Goal of the exercise: Transcribe the records below exactly.

Dataset records:
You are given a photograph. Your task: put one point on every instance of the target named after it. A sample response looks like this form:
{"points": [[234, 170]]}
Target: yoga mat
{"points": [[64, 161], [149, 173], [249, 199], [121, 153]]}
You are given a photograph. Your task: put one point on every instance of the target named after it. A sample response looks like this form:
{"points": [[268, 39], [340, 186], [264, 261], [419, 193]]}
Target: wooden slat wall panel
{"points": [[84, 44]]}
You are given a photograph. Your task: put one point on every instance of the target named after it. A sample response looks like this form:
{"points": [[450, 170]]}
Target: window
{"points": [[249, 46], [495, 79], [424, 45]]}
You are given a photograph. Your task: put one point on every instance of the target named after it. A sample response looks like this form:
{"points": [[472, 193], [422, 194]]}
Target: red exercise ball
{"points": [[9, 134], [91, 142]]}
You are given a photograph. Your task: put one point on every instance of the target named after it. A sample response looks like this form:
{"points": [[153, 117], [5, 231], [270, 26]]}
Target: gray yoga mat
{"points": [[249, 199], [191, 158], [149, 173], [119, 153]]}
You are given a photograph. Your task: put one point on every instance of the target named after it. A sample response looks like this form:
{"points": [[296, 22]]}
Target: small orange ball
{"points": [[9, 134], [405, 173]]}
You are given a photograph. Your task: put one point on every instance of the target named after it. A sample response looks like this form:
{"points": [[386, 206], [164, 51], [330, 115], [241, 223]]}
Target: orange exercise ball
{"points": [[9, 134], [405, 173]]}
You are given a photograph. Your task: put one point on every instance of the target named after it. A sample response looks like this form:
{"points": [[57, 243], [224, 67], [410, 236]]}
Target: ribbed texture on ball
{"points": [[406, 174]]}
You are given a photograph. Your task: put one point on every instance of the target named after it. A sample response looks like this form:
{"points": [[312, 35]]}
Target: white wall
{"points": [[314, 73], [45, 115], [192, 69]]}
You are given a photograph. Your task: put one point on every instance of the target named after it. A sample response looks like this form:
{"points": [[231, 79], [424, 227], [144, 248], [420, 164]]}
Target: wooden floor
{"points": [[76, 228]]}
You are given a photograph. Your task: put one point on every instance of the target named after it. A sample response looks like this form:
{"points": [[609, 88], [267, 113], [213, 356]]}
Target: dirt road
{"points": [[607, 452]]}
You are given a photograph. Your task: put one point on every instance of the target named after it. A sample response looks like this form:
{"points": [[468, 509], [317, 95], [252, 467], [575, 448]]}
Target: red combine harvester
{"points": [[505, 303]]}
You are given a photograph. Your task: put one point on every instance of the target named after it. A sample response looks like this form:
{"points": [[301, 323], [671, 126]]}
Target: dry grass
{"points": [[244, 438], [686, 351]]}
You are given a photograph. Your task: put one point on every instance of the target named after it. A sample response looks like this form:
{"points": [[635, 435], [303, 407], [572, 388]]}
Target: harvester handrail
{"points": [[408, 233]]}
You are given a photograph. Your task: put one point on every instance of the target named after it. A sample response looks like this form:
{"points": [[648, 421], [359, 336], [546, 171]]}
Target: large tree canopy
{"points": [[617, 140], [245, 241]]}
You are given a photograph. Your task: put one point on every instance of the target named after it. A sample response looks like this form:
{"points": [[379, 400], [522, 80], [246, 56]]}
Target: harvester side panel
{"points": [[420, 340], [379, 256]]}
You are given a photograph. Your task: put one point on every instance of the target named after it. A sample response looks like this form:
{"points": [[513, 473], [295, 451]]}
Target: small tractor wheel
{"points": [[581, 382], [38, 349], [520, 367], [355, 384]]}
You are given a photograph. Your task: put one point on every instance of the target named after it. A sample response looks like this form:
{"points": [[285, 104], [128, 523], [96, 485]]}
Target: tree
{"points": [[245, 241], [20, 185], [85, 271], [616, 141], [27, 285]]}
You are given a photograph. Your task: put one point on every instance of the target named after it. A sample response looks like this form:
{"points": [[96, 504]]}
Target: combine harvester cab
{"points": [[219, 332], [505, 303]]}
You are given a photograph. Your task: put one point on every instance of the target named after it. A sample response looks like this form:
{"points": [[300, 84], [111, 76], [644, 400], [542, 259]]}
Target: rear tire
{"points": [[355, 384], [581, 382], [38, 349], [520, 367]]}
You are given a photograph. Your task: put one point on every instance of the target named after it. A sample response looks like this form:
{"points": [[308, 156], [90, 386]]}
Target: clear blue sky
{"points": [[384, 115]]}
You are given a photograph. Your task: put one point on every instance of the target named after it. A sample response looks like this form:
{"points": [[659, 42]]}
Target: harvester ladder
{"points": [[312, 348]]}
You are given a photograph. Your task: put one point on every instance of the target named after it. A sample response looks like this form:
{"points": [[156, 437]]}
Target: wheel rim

Solution for this exercise:
You are given a photograph. Your task: put one point on every instance of the target named after it. A sample response looks like this form:
{"points": [[234, 170]]}
Target: yoga mat
{"points": [[64, 161], [149, 173], [249, 199], [121, 153]]}
You are given a photograph. Your task: put one point on every instance of the target named after it. A sample response looks like this form:
{"points": [[268, 39], [340, 186], [264, 261], [419, 193]]}
Target: wooden slat wall panel
{"points": [[84, 44]]}
You are given a photograph. Your task: put one point on every instance of the target named after it. A sample response looks like this form:
{"points": [[450, 170]]}
Target: window
{"points": [[249, 46], [495, 79], [424, 45]]}
You are given a photograph. Your task: put one point on every instance of the target named after it. A sample response looks like this form:
{"points": [[472, 193], [422, 194]]}
Target: red exercise ball
{"points": [[9, 134], [91, 142]]}
You are given a photograph. Your task: put one point on every instance of the target named after it. A sample response looks like this form:
{"points": [[153, 117], [5, 231], [270, 26]]}
Target: gray yoga mat
{"points": [[249, 199], [191, 158], [149, 173], [119, 153]]}
You are given a photograph. Your task: put one point on every instance of the target named after it. A sample response looks like this form:
{"points": [[296, 22]]}
Target: small orange ball
{"points": [[9, 134], [405, 173]]}
You are given a photograph. Your task: put one point on every instance of the target named after it. A sample response looks like this form:
{"points": [[386, 206], [164, 51], [330, 115], [241, 223]]}
Target: orange exercise ball
{"points": [[9, 134], [405, 173]]}
You are given a photograph. Your task: put one point on every instance of the target named after it. A sample response looks like this form:
{"points": [[57, 243], [224, 67], [410, 236]]}
Target: ribbed texture on ball
{"points": [[406, 174]]}
You are given a photograph. Your task: put one point on every instance of the target named after it. A sample response looks like this form:
{"points": [[312, 35]]}
Target: white wall
{"points": [[314, 73], [45, 115], [192, 69]]}
You are given a photograph. Your task: put one point on every instance of the target named after it. A sample response looks like this form:
{"points": [[231, 79], [424, 227], [144, 248], [420, 164]]}
Target: wooden floor
{"points": [[76, 228]]}
You are given a photograph. Your task: put one point on every instance of the target named after it. A sample response looks like this form:
{"points": [[609, 88], [267, 113], [213, 356]]}
Target: dirt road
{"points": [[607, 452]]}
You are given a photograph. Your task: put one point on every instance of the target named after it. A sample response looks like this form:
{"points": [[468, 509], [317, 95], [252, 467], [575, 448]]}
Target: red combine harvester
{"points": [[505, 303]]}
You are given a photograph. Your task: put one point on every instance of the target named after it. A sample response looks like this form:
{"points": [[301, 323], [671, 126]]}
Target: dry grass
{"points": [[244, 438], [686, 351]]}
You are given a photograph. Your task: put one point on every instance of the target named after it. A sample response looks like this form:
{"points": [[635, 435], [303, 407], [572, 388]]}
Target: harvester handrail
{"points": [[408, 233]]}
You are given a photograph. Your task: put one point on every instance of the target named after it. A sample response looks like this form:
{"points": [[648, 421], [359, 336], [546, 171]]}
Target: large tree canopy
{"points": [[617, 140], [245, 241]]}
You are given a photograph. Your task: put one point on every instance of the target named after it. A sample response looks like this form:
{"points": [[379, 400], [522, 80], [246, 56]]}
Target: harvester side panel
{"points": [[420, 340], [379, 256]]}
You are given a photograph. Your task: put one point on every instance of the target named after it. A sample response looks like this form:
{"points": [[513, 473], [295, 451]]}
Target: small tractor wheel
{"points": [[581, 382], [38, 349], [520, 367], [355, 384]]}
You are given a photograph. Your task: put one point on every instance of the target named after it. A sample response looks like this form:
{"points": [[285, 104], [128, 523], [96, 485]]}
Target: tree
{"points": [[245, 241], [20, 185], [85, 271], [616, 141], [27, 285]]}
You are given a photograph. Your task: put one point on every instance of the target named after it. A sample response looks like this form:
{"points": [[96, 504]]}
Target: combine harvester cab
{"points": [[219, 332], [505, 303]]}
You are given a photograph. Your task: put one point on every instance of the target named after it. A sample response looks like this form:
{"points": [[300, 84], [111, 76], [644, 400], [542, 259]]}
Target: rear tire
{"points": [[355, 384], [581, 382], [38, 349], [520, 367]]}
You are given a photograph. Your task: put one point on every instance of the target named after it. A sample response looks like this form:
{"points": [[308, 156], [90, 386]]}
Target: clear blue sky
{"points": [[384, 115]]}
You are given a photograph. Your task: put one point on every instance of the target named after it. A sample response looks like this form:
{"points": [[659, 42]]}
Target: harvester ladder
{"points": [[312, 348]]}
You are given a photograph. Your task: put one point on every instance of the target named after it. A sample response looks like this form:
{"points": [[156, 437]]}
Target: wheel rim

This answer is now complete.